AI Model Cards in Production: Documenting Capabilities, Limitations, and Security Properties

Problem

Every production AI model has boundaries: input domains where it performs well, edge cases where it fails, and security properties that constrain how it should be deployed. These boundaries exist whether or not anyone documents them. Undocumented boundaries become production incidents.

A model card is a structured document that travels with the model artifact. It declares what the model can do, what it cannot do, and what it should never be asked to do. The concept originated in a 2019 Google research paper, but most implementations remain academic. They describe models for research publication, not for production deployment.

Production model cards must answer questions that research model cards ignore. Can this model be exposed to untrusted input? What happens when input distribution shifts? Has the model been tested for adversarial robustness? What data was used for training, and does that create legal exposure? Can the model produce outputs that violate content policies?

Without machine-readable model cards enforced at deployment time, teams deploy models they do not fully understand into environments where failures cause real harm. The model that scores 94% accuracy on the test set may score 60% on the population it actually encounters in production, and nobody discovers this until a customer complains.

____________________

#### Stated exercise 1:
According to the passage on model cards, where did the model card concept originate?

#### Extracted entries:
____________________

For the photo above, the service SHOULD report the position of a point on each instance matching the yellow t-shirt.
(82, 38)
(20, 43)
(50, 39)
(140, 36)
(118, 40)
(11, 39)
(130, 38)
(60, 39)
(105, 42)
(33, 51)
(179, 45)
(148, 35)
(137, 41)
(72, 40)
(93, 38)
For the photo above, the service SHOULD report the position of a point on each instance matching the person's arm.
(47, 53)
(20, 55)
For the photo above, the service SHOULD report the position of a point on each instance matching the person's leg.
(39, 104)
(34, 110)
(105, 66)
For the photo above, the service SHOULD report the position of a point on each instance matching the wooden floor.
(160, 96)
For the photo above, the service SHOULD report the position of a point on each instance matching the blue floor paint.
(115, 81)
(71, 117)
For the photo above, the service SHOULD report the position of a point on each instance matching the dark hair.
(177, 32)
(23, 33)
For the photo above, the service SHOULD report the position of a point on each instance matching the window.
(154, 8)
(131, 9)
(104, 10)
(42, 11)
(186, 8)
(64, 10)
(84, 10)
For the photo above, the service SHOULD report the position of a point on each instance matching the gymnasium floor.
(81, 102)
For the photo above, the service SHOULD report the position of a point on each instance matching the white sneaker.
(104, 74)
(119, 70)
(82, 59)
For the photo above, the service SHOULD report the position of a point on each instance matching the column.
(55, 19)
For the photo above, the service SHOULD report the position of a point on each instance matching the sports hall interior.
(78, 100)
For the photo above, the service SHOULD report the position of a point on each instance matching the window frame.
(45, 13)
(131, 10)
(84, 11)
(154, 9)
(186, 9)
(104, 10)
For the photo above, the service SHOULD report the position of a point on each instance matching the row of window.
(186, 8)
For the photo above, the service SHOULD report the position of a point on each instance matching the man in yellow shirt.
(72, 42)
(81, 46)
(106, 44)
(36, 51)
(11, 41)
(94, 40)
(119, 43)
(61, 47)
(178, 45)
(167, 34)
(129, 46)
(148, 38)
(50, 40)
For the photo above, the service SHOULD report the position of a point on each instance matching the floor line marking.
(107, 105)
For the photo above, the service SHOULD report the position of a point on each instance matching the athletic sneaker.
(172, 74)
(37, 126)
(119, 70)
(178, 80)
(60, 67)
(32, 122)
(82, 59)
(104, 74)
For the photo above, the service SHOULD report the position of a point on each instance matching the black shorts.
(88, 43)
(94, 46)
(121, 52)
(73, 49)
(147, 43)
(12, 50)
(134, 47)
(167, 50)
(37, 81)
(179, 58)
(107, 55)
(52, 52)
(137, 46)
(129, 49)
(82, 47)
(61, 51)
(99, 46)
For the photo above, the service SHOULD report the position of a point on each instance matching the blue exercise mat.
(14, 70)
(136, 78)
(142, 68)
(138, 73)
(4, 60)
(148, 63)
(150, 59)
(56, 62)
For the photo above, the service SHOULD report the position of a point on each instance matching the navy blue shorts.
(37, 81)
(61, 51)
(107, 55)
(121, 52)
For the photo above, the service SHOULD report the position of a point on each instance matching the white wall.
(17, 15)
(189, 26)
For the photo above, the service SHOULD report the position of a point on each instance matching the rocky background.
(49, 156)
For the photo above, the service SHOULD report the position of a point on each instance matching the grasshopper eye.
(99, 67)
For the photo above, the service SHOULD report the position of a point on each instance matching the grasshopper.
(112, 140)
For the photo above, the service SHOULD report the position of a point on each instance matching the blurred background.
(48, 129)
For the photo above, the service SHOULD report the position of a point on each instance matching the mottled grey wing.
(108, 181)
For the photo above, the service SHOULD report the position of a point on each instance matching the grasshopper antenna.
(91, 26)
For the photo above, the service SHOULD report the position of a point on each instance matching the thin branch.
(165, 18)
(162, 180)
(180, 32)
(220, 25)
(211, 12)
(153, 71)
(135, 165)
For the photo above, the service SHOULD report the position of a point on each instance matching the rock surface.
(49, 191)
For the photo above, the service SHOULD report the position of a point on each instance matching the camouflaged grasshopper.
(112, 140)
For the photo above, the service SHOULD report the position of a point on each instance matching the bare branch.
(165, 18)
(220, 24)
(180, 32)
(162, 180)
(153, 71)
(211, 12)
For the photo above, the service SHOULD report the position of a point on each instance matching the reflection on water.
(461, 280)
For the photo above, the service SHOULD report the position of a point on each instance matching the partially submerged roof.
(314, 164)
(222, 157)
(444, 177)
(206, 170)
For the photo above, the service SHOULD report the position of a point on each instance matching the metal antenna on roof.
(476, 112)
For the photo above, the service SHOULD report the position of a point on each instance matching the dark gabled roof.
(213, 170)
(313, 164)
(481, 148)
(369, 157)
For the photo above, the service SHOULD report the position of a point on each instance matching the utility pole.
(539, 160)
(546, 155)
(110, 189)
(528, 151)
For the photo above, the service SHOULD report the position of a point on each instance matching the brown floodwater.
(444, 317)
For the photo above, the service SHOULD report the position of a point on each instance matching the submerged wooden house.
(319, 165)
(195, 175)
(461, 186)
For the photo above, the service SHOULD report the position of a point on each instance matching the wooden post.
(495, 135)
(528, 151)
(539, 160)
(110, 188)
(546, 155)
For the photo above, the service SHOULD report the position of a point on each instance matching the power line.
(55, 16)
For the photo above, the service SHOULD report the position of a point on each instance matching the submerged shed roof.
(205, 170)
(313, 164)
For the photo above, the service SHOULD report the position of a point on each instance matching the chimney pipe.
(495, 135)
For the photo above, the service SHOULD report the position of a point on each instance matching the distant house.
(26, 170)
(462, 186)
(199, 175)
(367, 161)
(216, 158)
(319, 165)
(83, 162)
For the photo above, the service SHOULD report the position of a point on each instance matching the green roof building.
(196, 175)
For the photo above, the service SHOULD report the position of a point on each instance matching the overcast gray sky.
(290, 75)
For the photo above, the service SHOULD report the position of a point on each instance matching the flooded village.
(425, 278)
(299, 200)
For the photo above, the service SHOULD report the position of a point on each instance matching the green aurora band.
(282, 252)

____________________

#### Stated exercise 2:
Retype everything in the records from the line containing "green aurora band." down to the end of the records, including both ends.

#### Exercise solution 1:
In a 2019 Google research paper.

#### Exercise solution 2:
For the photo above, the service SHOULD report the position of a point on each instance matching the green aurora band.
(282, 252)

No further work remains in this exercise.